> **Problem**: Return each line of the records below that contains the word "white". Case counts.

(Stored data entries)
---
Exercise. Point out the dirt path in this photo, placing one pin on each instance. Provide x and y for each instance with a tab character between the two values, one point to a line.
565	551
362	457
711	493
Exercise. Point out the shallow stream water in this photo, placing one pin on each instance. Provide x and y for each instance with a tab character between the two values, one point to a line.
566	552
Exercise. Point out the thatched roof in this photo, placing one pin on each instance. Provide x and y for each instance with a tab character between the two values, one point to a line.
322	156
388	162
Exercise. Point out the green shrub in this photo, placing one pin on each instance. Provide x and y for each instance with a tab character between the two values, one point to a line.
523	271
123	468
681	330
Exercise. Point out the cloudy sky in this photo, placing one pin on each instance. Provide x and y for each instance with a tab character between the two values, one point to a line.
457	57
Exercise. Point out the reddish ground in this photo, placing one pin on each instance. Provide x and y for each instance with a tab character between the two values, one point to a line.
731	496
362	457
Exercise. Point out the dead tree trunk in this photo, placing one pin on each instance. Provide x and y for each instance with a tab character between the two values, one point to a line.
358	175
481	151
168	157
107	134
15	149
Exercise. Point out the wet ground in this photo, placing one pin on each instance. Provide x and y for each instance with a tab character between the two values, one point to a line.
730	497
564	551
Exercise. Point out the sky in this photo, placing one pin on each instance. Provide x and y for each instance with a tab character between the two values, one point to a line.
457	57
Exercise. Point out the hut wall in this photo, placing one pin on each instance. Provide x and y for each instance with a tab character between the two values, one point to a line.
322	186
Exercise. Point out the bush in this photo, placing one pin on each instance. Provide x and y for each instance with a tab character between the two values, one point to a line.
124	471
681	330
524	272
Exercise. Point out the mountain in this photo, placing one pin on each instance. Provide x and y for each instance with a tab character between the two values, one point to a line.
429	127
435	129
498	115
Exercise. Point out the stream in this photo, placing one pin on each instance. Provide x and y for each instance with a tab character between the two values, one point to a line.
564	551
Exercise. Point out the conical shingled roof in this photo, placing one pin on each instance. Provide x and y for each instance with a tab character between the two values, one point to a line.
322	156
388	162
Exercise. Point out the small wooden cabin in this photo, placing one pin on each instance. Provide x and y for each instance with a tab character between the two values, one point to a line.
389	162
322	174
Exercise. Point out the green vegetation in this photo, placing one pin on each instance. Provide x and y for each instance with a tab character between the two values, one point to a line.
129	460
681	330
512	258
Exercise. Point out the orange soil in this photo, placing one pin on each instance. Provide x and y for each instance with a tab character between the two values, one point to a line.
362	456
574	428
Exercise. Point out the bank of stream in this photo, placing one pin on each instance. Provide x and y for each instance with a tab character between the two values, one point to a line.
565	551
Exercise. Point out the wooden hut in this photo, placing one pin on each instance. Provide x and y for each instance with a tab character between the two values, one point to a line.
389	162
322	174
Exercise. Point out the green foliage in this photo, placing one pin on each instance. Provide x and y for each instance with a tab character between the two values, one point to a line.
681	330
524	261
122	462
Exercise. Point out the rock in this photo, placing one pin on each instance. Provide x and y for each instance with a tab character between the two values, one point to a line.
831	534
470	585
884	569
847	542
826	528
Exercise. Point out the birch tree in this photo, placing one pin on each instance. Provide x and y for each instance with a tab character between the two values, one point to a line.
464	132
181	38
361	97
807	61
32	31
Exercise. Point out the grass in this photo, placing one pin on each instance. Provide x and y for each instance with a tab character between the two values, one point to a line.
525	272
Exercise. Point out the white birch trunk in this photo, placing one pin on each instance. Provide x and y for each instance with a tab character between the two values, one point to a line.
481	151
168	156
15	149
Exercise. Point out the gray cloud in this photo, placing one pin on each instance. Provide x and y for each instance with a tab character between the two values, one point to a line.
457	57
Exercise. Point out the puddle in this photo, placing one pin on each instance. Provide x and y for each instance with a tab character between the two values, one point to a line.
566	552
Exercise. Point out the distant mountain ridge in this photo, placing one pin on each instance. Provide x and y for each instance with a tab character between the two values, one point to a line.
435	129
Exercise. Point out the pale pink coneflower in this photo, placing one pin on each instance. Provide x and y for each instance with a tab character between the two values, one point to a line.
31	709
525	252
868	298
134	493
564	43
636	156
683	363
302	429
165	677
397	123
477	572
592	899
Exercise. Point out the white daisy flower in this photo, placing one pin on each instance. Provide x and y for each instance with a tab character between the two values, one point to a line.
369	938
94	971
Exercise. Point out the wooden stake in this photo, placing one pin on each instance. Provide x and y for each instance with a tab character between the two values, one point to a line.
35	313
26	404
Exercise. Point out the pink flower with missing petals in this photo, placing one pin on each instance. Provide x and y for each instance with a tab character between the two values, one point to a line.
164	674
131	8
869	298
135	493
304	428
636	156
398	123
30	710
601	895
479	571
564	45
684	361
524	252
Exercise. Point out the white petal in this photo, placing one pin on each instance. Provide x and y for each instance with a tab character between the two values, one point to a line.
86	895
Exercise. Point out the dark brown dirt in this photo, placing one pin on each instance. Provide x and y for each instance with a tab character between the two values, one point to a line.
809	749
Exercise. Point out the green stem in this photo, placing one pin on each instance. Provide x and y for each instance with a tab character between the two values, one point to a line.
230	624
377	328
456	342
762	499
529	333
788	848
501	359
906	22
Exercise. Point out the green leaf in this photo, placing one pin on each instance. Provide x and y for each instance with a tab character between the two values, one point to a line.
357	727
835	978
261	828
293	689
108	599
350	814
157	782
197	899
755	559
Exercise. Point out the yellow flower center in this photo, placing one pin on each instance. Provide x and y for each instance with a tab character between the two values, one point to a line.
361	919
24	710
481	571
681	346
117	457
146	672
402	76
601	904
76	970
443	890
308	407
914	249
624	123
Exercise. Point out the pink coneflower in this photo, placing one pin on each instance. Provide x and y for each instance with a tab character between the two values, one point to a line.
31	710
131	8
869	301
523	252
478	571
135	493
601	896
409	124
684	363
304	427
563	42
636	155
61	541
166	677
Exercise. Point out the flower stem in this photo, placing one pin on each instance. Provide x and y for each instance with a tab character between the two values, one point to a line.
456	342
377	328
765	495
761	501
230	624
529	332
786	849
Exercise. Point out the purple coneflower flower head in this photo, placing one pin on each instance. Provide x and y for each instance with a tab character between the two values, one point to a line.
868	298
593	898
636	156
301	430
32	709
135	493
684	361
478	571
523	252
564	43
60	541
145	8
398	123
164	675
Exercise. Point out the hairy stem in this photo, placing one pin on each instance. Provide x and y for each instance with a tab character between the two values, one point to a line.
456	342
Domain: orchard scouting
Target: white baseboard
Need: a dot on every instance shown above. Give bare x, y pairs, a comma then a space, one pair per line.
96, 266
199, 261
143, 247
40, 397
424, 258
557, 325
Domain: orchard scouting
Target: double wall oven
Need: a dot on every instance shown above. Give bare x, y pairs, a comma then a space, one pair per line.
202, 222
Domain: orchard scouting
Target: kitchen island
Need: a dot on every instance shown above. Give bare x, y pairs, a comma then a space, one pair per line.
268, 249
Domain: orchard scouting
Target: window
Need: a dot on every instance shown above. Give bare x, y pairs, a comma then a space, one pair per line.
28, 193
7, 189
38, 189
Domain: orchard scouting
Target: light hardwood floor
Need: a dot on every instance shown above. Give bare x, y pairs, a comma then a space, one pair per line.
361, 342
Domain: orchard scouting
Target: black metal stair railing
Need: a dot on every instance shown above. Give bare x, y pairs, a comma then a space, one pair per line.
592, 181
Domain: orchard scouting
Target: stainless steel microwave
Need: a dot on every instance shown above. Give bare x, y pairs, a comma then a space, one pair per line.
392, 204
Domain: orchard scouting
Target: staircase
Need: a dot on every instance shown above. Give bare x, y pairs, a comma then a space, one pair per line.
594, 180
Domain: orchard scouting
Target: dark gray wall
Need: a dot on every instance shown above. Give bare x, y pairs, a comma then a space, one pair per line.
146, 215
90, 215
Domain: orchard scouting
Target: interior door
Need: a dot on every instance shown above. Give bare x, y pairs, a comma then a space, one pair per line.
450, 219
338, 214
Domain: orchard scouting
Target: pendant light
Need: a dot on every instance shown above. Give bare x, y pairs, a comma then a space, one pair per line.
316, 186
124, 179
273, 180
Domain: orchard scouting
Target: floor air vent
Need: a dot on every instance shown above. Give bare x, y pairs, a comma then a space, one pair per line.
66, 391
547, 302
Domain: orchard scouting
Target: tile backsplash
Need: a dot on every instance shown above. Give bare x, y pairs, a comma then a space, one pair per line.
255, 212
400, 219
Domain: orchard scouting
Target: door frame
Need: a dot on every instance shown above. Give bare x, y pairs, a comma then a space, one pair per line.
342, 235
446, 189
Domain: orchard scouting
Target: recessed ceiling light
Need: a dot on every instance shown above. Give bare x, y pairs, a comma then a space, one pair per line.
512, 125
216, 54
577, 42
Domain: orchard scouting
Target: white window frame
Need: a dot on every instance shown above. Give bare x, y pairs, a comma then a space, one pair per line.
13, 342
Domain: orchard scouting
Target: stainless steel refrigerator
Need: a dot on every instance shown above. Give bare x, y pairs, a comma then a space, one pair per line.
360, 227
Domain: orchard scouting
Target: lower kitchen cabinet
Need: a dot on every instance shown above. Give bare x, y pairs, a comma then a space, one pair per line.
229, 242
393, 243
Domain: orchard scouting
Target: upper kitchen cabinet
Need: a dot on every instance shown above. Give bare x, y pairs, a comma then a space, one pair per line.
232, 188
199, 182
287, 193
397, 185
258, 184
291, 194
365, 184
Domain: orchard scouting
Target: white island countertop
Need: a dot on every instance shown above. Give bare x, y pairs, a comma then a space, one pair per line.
---
> **Task output**:
Exercise. Point out the white birch trunk in this photo, placing one pin on each instance. Provide x and y for each instance with a tab character between the two values, one point to a line.
Exercise. Point out the white daisy flower in this photo, placing one pin on each instance. Provide x and y for each instance with a tab character between the two values, one point to a line.
Exercise. Point out the white petal in this photo, placing one pin on each instance. Provide x and y for each instance with a tab character between the two values, one point to a line.
Target: white baseboard
Target: white window frame
Target: white island countertop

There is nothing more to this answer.